## Exercise requirements
Copy the ghost-story extract from "And ever since" to "overlooks Quay Lane.", changing "old inn" to "former inn".

[begin Page extract]

He decided not to bother and turned and made his way back down the drive to the village of Newchurch. A little further on he came to another house and decided to ask for lodgings. On acceptance and while over a meal he related to the family his experiences at the house, about the party and the horse and carriage. and that nobody could hear him because of the noise made by the party goers. He was then informed that the house had been demolished over 100 years ago and that there was nothing there except the gate posts and an old barn and an overgrown orchard. He refused to believe this and persuaded one of the men to go with him to have a look the next day. He triumphantly led the way to the gates of the great house, but, to his dismay and astonishment the gateposts were derelict and without gates, the drive was a tangle of weeds and there was no trace of the house.
BILLINGHAM MANOR is the setting behind a legend of duelling lovers. Though this one carries a mortal sting in its tail. Billingham was reputed as the most haunted house on the island when Sir Shane Leslie rented it in 1928, but strange as it may seem none of the apparitions was thought to be malevolent. According to tradition the fair lady of the Billingham was wooed and won by a gentleman of culture and refinement. Some time later appeared another suitor, rich, young and handsome, who successfully pursued the lady. A duel was arranged between the two lovers as neither would surrender to the other. And the consquence was that the younger man won, killing the older man with a thrust of his sword. But the lady and her new lover did not enjoy much happiness for he was shortly afterwards drowned while crossing to France. The beautiful widow grew wizened and ugly and no other suitors came for her hand in marriage. She lived the rest of her life in remorse and even after death could find no peace.
A story relates how Louis de Rochefort a Frenchman, came to Brading and had just finished a meal and was retiring to an upstairs room overlooking Quay Lane. He climbed into bed and was soon asleep but a little while later an intruder stabbed the sleeping man again and again, and the sound of the dying Frenchmans screams could be heard throughout the inn.
Nobody knows for sure who did this dastardly deed, it may have been an assassin hired by Cromwell as it is thought that De Rochefort may have been an emissary of the King of France who was delivering a message to Charles I, who was at this time imprisoned in Carisbrooke Castle.
The murder is dramatically portrayed in the Wax Museum, but in reality the Frenchman cursed the murderer while he lay dying, and swore to haunt the house until his remains were taken back to France for burial.
And ever since then the ghost of Louis de Rochfort has haunted the old inn and subsequent buildings that have been built there.
The house was owned by the Carley family for over a century and they have recorded many sightings of this figure in one of the bedrooms, a room that overlooks Quay Lane.
It is said that his screams and the sound of a coach rattling along the lane outside can be heard. People have been known to have hurriedly left the place and animals seem to be afraid of approaching the first floor. People have volunteered to stay the night here but have fled before daylight and the editor of a local paper stayed one night with his dog for company, and they also beat a hasty retreat just after midnight when they are said to have heard noises and felt a cold atmosphere, even the dog became hard to control
Around the mid 1960s workmen were putting in a new water main and discovered a human skeleton. The local police decided that the remains were so old that no action was necessary but the coroner was contacted. It was then decided that the skeleton was that of de Rochefort and that they should be returned to France for a Christian burial. But though many of the de Rochefort family came forward none of them laid claim to the remains and so the bones were brought back to Brading with an amount of French soil to bury them in.

[end Page extract]
[begin Supplied records]

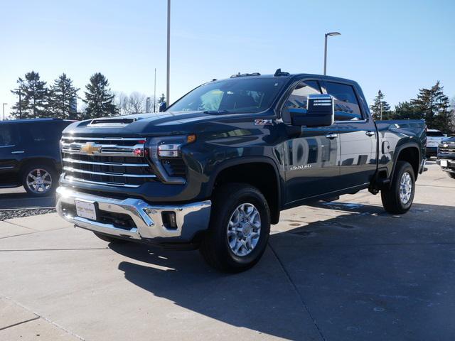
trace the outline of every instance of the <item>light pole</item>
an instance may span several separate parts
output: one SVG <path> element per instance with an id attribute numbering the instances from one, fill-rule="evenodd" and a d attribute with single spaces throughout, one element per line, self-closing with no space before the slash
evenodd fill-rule
<path id="1" fill-rule="evenodd" d="M 5 105 L 6 105 L 8 103 L 4 103 L 3 104 L 3 120 L 5 120 Z"/>
<path id="2" fill-rule="evenodd" d="M 341 36 L 339 32 L 329 32 L 326 33 L 326 41 L 324 45 L 324 76 L 327 72 L 327 37 L 331 37 L 332 36 Z"/>
<path id="3" fill-rule="evenodd" d="M 22 93 L 21 92 L 21 88 L 14 89 L 19 92 L 19 119 L 22 118 Z"/>
<path id="4" fill-rule="evenodd" d="M 156 112 L 156 67 L 155 67 L 155 85 L 154 86 L 154 112 Z"/>
<path id="5" fill-rule="evenodd" d="M 169 106 L 169 63 L 171 60 L 171 0 L 168 0 L 168 60 L 167 60 L 167 79 L 166 85 L 166 102 L 167 107 Z"/>

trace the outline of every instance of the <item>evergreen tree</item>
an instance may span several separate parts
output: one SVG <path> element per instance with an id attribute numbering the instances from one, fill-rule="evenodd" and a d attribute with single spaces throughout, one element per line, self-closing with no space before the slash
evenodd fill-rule
<path id="1" fill-rule="evenodd" d="M 50 87 L 50 104 L 55 117 L 75 119 L 74 104 L 80 89 L 73 86 L 73 80 L 63 73 Z"/>
<path id="2" fill-rule="evenodd" d="M 21 90 L 21 103 L 18 101 L 11 109 L 11 115 L 14 117 L 19 117 L 19 107 L 22 112 L 23 119 L 48 117 L 51 116 L 49 111 L 49 90 L 46 82 L 40 80 L 40 75 L 31 71 L 25 75 L 25 79 L 21 77 L 17 80 L 18 89 Z M 19 91 L 11 90 L 11 92 L 18 95 Z"/>
<path id="3" fill-rule="evenodd" d="M 447 131 L 450 125 L 449 97 L 444 94 L 444 87 L 438 80 L 430 89 L 420 89 L 416 99 L 411 99 L 411 104 L 429 128 Z"/>
<path id="4" fill-rule="evenodd" d="M 166 97 L 164 97 L 164 94 L 161 94 L 161 95 L 158 99 L 158 104 L 164 103 L 166 102 Z"/>
<path id="5" fill-rule="evenodd" d="M 119 109 L 114 103 L 114 95 L 109 88 L 107 79 L 97 72 L 90 77 L 90 82 L 85 86 L 84 102 L 87 104 L 85 118 L 117 115 Z"/>
<path id="6" fill-rule="evenodd" d="M 390 119 L 392 112 L 390 106 L 384 100 L 384 94 L 381 90 L 378 92 L 374 104 L 370 107 L 373 118 L 375 120 Z"/>
<path id="7" fill-rule="evenodd" d="M 422 112 L 409 102 L 403 102 L 395 105 L 393 119 L 422 119 Z"/>

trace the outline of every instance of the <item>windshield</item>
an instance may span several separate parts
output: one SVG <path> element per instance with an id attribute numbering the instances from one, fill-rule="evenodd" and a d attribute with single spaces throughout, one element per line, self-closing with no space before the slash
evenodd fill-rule
<path id="1" fill-rule="evenodd" d="M 211 82 L 177 101 L 169 111 L 216 113 L 259 112 L 270 107 L 284 80 L 232 78 Z"/>

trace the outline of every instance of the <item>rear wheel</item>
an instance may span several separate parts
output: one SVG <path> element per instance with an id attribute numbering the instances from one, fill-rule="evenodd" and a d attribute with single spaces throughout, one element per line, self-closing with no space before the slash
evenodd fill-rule
<path id="1" fill-rule="evenodd" d="M 127 239 L 122 239 L 121 238 L 115 238 L 114 237 L 107 236 L 106 234 L 103 234 L 102 233 L 93 232 L 95 236 L 97 236 L 100 239 L 104 240 L 105 242 L 107 242 L 109 243 L 112 244 L 125 244 L 127 243 L 128 241 Z"/>
<path id="2" fill-rule="evenodd" d="M 230 183 L 216 191 L 200 251 L 218 270 L 243 271 L 259 261 L 269 232 L 270 212 L 262 193 L 250 185 Z"/>
<path id="3" fill-rule="evenodd" d="M 31 164 L 22 170 L 22 185 L 25 190 L 36 197 L 52 194 L 58 183 L 55 167 L 47 163 Z"/>
<path id="4" fill-rule="evenodd" d="M 414 193 L 412 166 L 408 162 L 397 161 L 390 187 L 381 190 L 382 206 L 389 213 L 405 213 L 411 208 Z"/>

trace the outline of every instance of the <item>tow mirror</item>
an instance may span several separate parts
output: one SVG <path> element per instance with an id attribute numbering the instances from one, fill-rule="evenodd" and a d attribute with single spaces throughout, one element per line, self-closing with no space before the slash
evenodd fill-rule
<path id="1" fill-rule="evenodd" d="M 166 112 L 166 107 L 167 107 L 167 105 L 166 104 L 166 102 L 161 102 L 159 104 L 159 112 Z"/>
<path id="2" fill-rule="evenodd" d="M 294 126 L 328 126 L 335 121 L 333 97 L 330 94 L 309 94 L 306 110 L 289 109 Z"/>

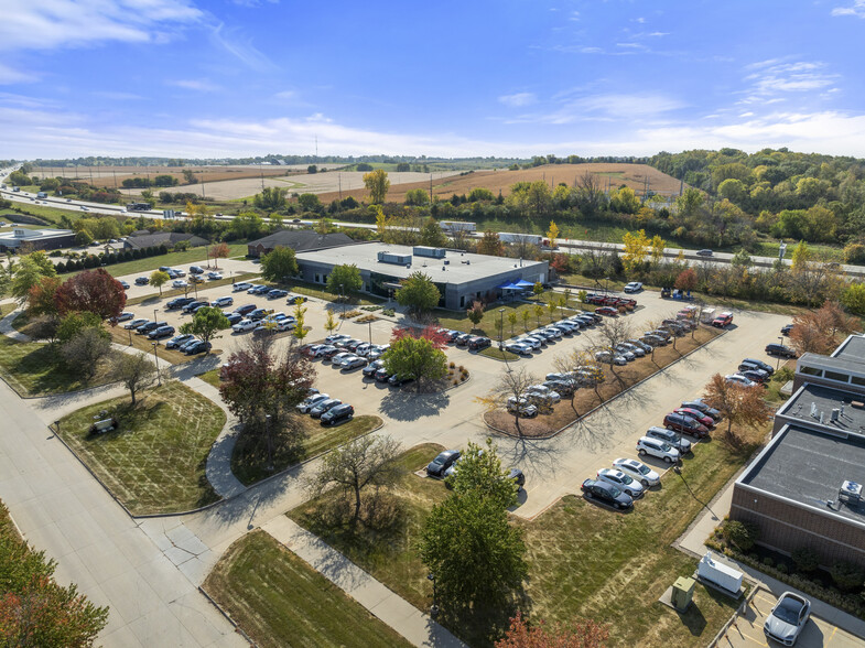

[end Supplied records]

## Result
And ever since then the ghost of Louis de Rochfort has haunted the former inn and subsequent buildings that have been built there.
The house was owned by the Carley family for over a century and they have recorded many sightings of this figure in one of the bedrooms, a room that overlooks Quay Lane.